(Records)
------------------------------

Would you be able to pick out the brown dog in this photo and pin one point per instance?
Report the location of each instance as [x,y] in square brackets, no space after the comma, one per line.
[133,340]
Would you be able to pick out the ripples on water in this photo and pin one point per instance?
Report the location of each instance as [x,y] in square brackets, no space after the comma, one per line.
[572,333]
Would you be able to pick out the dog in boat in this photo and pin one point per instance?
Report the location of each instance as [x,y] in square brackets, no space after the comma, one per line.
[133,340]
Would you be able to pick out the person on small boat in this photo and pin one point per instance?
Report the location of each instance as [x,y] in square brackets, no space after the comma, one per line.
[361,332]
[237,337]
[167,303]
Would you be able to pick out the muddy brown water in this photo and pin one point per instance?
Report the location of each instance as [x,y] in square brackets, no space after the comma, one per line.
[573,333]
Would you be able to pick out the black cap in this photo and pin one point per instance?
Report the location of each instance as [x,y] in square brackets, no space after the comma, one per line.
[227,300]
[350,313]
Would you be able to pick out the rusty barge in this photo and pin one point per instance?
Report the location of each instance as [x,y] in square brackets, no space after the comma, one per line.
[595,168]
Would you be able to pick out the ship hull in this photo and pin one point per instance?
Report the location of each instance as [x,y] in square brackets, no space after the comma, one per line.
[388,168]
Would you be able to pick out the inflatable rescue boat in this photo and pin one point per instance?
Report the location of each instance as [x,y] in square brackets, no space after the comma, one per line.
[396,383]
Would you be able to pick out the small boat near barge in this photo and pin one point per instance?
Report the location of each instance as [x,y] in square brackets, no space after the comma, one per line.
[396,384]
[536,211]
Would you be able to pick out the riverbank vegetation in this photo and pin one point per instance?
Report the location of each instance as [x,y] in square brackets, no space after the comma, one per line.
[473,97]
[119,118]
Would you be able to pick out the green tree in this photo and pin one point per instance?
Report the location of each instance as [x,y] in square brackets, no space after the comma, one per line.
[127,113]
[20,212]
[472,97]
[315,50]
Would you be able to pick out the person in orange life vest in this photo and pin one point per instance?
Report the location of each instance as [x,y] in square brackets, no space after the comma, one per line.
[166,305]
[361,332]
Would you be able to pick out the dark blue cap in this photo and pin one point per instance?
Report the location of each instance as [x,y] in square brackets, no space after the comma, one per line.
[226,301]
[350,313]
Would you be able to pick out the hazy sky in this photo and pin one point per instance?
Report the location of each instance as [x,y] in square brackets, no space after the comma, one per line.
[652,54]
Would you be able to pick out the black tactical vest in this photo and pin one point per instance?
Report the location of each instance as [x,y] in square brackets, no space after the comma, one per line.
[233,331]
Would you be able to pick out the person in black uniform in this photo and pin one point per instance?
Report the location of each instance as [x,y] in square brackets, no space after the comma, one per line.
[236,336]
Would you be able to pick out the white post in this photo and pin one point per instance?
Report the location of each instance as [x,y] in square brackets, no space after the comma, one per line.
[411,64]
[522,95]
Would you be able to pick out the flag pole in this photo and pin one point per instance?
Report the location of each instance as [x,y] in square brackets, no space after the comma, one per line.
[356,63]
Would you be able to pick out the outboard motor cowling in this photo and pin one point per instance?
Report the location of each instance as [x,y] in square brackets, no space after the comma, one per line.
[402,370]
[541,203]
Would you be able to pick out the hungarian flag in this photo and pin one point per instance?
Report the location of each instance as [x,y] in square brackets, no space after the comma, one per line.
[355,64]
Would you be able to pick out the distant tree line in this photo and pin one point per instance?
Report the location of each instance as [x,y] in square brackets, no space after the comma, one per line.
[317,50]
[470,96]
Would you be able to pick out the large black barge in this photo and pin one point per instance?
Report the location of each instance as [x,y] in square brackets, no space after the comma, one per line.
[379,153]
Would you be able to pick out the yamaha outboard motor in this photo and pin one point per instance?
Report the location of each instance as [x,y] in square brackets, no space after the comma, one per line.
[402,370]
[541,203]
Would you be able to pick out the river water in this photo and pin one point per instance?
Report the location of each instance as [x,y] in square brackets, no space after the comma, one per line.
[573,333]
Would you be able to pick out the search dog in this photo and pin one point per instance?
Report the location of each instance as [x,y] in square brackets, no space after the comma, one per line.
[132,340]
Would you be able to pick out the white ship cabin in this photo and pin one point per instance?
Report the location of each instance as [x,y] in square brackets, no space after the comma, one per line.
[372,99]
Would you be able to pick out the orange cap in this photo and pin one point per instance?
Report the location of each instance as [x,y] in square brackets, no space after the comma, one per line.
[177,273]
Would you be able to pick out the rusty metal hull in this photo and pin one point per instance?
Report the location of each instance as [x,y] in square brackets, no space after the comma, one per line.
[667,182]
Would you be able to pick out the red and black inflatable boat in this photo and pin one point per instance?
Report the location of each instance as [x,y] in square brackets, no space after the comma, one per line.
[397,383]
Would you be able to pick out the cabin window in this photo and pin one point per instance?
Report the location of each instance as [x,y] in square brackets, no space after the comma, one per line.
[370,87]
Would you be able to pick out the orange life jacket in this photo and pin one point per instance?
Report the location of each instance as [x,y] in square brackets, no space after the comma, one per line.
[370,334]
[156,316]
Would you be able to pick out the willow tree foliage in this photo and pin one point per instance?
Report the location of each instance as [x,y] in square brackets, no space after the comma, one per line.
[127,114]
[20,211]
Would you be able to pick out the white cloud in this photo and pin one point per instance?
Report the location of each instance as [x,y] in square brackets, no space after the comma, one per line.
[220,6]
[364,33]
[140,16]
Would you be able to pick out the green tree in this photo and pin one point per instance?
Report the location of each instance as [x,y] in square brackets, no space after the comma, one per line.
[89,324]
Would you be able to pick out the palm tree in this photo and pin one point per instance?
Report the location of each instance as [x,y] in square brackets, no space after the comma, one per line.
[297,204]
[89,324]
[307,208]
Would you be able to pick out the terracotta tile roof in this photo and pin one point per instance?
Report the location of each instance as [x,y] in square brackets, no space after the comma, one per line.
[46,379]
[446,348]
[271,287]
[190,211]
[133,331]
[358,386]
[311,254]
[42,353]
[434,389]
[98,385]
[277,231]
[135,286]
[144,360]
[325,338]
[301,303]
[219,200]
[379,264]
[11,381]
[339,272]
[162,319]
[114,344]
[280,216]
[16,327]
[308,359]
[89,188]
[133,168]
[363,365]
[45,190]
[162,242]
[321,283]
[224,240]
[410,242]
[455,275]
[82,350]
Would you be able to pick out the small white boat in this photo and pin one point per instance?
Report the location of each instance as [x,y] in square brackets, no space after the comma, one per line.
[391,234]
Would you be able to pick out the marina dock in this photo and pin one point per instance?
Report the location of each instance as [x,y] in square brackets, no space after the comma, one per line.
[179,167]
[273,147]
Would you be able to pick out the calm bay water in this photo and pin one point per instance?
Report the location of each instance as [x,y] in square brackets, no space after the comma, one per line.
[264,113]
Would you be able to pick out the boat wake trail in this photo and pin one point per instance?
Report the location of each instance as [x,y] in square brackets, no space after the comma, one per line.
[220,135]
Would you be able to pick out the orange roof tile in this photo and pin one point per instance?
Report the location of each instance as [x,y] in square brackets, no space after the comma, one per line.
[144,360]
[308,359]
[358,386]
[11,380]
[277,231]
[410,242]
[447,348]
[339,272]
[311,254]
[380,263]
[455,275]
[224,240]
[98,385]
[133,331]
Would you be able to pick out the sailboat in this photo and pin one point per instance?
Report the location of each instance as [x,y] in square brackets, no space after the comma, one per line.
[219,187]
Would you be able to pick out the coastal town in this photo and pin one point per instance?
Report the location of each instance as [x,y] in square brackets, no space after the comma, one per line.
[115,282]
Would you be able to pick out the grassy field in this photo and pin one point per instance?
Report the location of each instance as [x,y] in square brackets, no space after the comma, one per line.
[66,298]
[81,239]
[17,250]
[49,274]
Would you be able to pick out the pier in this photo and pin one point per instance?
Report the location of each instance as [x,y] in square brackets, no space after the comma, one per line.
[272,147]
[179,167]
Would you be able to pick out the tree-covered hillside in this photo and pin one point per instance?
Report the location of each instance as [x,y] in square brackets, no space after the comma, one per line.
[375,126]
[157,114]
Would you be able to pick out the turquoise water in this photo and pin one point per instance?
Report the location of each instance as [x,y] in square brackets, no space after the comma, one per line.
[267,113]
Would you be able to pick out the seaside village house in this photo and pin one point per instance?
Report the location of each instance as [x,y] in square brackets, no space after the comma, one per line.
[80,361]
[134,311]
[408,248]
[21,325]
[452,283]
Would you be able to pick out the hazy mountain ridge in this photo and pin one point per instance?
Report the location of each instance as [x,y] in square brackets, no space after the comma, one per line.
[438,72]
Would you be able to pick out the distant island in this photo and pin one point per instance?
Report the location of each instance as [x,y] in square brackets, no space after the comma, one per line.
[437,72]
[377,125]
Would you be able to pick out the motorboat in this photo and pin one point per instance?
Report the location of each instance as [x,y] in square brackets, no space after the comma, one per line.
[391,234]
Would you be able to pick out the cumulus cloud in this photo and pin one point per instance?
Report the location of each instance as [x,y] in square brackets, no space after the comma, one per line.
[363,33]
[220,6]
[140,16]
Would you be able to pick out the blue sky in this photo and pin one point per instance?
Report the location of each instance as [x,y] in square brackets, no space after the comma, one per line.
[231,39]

------------------------------

What is being asked: Transcribe word for word the lines from the one holding "Would you be able to pick out the seaside" to the last line of the listing above, inclusive.

Problem solution:
Would you be able to pick out the seaside village house in this photo and pin one point per instance?
Report the location of each instance as [x,y] in square brackets, no space after the comma, one per line.
[80,361]
[134,311]
[408,248]
[21,325]
[452,283]
Would you be able to pick out the hazy mountain ridge in this photo and pin one point per instance?
Report the location of each instance as [x,y] in square brackets, no space after the comma, one per line.
[438,72]
Would you be able to pick out the distant island in this photo and pin one point per instance?
Report the location of each instance as [x,y] in square brackets, no space after the comma, one per line.
[437,72]
[377,125]
Would you be able to pick out the motorboat in this photo and pin one point per instance?
Report the location of each instance as [x,y] in square brackets, no space after the comma, one per line.
[391,234]
Would you be able to pick out the cumulus cloud in this photo and pin one point per instance?
Report the location of each instance as [x,y] in square brackets, no space after the comma, one per line.
[363,33]
[220,6]
[140,16]
Would you be able to pick out the blue sky in this photo and pin one point per instance?
Report the location of each instance as [x,y] in square brackets, no space after the comma, one per line.
[231,39]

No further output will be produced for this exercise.